┌─ READING PASSAGE

Rapid CDIATM Cylindrospermopsin kits are are intended for the detection of Cylindrospermopsin in water.
Most of the world's population relies on surface freshwaters as its primary source for drinking water. The drinking water industry is constantly challenged with surface water contaminants that must be removed to protect human health. Toxic cyanobacterial blooms are an emerging issue worldwide due to increased source water nutrient pollution caused by eutrophication. Cylindrospermopsin is a toxin produced by several different types of cyanobacteria (blue-green algae) and has been found in fresh water throughout the world. Certain strains of Cylindrospermopsis raciborski (found in Australia, Hungary, and the United States), Umezakia natans (found in Japan), and Aphanizomenon ovalisporum (found in Australia and Israel) have been found to produce Cylindrospermopsin. The production of Cylindrospermopsin seems to be strain specific rather than species specific.
Acute poisoning of humans and animals constitutes the most obvious problem from toxic cyanobacterial blooms, and in several cases has led to death. Human and animal exposure to these toxins can occur through the ingestion of contaminated water, through drinking or during recreational activities in which water is swallowed, or food, such as fish. Dermal contact with Cylindrospermopsin may occur during showering or bathing, or during recreational activities such as swimming or boating. These toxins mediate their toxicity by inhibiting liver function and are potent inhibitors of protein synthesis and glutathione, leading to cell death.

└─

:: EXERCISE INSTRUCTIONS ::
From the text on Cylindrospermopsin above, list every country named as a place where strains that produce the toxin have been found.

┌─ DATA EXTRACTS

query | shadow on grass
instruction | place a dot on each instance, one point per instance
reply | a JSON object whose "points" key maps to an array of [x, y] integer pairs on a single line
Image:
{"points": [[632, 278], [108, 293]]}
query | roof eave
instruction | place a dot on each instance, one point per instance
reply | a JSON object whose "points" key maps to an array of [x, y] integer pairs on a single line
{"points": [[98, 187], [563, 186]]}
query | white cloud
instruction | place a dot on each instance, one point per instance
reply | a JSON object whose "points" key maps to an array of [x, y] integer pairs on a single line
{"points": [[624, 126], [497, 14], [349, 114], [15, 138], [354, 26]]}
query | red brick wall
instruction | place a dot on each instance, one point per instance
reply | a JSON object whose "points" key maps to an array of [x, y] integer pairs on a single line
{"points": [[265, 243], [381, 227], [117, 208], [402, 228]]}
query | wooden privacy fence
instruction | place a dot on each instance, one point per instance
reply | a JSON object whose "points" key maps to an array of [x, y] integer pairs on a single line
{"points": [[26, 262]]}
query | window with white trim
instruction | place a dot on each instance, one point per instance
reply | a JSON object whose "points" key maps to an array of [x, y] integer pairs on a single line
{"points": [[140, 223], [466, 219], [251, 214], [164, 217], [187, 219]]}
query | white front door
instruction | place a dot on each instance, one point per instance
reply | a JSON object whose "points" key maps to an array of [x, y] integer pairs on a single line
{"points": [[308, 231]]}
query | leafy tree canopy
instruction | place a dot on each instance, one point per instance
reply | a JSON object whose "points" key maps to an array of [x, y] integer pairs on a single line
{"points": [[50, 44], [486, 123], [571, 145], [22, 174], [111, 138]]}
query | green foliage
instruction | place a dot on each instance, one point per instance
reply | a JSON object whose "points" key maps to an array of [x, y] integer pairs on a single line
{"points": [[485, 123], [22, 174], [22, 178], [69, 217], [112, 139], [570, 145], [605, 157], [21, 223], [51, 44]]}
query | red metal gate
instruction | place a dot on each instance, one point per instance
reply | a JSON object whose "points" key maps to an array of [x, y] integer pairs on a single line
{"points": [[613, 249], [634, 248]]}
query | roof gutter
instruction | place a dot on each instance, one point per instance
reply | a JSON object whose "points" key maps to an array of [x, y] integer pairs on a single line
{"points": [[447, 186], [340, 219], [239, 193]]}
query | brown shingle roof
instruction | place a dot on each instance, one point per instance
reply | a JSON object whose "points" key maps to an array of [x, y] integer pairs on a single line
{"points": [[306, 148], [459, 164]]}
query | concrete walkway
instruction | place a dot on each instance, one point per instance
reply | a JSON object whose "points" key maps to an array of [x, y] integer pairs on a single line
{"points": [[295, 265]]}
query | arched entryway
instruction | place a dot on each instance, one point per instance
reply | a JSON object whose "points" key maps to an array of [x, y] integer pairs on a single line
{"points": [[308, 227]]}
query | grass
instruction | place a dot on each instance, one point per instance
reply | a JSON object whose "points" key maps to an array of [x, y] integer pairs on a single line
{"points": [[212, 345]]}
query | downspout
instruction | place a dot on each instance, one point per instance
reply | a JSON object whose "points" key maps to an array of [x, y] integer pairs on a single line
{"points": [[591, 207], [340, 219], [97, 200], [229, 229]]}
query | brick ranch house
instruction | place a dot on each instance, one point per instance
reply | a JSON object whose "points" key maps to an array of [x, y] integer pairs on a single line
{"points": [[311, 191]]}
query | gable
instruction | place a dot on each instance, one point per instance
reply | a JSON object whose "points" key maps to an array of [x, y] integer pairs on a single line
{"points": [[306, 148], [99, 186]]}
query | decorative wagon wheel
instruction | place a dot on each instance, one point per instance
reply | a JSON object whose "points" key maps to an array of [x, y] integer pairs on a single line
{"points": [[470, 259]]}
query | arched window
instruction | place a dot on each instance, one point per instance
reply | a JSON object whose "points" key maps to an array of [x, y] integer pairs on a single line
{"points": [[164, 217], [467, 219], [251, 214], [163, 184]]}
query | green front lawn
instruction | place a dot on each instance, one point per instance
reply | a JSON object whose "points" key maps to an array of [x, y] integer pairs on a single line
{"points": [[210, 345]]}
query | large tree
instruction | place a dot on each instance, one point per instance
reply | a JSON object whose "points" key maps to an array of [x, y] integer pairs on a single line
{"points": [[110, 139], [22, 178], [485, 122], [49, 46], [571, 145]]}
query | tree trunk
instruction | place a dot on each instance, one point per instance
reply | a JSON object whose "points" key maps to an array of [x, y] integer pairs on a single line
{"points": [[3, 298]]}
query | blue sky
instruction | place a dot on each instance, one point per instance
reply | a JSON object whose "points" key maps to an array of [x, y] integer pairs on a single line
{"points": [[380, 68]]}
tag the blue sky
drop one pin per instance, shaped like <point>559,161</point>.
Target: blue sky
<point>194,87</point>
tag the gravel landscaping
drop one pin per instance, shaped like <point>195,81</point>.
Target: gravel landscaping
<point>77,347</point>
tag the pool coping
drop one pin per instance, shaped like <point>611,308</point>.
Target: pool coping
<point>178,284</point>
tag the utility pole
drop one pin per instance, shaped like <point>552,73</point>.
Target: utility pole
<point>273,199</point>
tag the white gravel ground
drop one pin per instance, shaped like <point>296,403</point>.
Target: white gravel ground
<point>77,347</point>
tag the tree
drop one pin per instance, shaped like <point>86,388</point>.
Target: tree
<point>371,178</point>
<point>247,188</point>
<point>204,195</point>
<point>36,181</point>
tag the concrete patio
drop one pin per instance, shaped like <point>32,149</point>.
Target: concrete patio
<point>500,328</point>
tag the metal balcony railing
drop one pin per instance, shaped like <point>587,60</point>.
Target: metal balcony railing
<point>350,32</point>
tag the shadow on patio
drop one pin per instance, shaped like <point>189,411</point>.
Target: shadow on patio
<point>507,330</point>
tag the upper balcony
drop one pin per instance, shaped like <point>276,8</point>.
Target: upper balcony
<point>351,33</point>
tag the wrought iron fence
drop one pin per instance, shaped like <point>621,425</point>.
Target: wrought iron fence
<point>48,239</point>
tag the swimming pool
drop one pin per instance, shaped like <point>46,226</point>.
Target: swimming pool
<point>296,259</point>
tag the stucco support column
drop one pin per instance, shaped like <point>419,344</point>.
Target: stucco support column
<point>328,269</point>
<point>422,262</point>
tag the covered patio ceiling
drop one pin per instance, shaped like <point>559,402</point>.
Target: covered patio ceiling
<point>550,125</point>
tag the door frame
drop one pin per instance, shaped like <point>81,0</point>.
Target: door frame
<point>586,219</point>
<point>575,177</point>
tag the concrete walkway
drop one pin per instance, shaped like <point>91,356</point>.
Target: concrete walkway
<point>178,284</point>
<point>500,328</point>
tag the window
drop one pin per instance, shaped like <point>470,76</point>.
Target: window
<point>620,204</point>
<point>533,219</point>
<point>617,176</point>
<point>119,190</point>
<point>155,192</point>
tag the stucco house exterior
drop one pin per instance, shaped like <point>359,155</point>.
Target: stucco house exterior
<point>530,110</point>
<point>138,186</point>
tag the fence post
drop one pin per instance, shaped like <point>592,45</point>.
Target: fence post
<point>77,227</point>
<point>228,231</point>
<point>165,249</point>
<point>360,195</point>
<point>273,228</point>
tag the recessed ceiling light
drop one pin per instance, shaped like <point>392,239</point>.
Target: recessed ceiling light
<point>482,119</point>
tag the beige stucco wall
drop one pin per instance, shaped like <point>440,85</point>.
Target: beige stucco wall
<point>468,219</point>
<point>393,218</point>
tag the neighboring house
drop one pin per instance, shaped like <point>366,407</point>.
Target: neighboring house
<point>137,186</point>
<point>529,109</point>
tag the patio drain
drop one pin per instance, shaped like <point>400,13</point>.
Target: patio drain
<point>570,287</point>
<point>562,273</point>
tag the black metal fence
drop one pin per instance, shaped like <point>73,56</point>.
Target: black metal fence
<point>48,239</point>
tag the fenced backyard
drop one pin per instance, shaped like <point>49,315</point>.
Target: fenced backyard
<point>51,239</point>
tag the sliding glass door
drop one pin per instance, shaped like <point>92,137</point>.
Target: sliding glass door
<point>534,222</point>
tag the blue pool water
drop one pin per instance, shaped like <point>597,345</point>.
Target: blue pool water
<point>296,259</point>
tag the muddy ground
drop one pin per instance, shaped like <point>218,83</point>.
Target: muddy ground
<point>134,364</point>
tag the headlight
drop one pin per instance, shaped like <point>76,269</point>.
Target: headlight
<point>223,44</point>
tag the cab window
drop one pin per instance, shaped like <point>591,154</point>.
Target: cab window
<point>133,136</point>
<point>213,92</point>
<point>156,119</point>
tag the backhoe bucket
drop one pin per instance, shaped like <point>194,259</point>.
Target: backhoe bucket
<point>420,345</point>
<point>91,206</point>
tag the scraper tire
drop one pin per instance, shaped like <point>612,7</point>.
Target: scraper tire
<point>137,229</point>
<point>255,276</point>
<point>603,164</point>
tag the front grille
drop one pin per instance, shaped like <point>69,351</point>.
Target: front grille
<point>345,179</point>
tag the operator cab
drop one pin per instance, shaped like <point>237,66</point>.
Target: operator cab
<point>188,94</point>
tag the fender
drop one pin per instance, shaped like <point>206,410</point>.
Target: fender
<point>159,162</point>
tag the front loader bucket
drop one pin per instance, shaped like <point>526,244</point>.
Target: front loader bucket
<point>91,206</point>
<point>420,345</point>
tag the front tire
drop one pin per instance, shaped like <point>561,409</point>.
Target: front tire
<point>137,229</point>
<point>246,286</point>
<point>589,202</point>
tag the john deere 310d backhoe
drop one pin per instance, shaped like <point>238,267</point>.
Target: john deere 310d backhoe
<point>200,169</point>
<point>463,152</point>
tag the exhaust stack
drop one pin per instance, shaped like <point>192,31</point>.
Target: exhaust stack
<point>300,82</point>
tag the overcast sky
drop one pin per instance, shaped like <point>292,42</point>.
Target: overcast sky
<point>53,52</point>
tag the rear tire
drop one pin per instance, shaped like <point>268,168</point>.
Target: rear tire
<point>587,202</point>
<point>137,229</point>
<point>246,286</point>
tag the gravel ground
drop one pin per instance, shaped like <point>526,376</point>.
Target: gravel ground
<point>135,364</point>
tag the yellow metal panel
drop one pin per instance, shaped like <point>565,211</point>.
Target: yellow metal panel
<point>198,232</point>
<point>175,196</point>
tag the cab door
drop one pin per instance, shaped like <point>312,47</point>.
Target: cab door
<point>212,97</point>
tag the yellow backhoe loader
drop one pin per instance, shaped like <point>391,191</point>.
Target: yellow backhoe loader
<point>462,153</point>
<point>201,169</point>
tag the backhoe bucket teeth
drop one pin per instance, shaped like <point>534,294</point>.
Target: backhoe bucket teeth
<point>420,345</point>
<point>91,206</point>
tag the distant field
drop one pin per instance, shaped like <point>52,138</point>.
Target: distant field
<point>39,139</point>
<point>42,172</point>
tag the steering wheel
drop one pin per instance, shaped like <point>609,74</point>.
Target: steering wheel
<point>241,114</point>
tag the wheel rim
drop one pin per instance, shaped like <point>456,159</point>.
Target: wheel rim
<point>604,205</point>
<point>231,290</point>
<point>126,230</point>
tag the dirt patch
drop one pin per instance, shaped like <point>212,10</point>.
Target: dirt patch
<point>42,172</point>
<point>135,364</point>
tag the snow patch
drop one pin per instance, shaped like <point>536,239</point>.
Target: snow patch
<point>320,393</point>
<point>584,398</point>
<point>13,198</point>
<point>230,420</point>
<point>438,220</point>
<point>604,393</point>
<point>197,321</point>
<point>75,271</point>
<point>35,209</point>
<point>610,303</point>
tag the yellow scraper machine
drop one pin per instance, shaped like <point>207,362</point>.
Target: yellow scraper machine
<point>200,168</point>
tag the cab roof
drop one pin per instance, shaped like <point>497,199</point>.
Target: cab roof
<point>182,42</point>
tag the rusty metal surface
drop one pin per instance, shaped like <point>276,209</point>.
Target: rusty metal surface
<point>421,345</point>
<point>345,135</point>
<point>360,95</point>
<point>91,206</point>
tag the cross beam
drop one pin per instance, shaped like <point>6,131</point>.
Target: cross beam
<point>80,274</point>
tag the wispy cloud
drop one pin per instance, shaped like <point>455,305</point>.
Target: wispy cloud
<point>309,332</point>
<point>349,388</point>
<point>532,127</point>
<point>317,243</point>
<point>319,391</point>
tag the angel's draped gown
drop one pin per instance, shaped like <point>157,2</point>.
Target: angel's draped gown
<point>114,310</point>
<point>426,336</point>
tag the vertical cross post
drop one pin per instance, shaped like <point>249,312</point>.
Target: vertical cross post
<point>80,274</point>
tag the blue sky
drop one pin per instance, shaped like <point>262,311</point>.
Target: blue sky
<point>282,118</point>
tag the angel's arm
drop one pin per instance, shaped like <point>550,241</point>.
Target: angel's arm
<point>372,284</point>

└─

:: WRITTEN RESPONSE ::
Australia, Hungary, the United States, Japan, Israel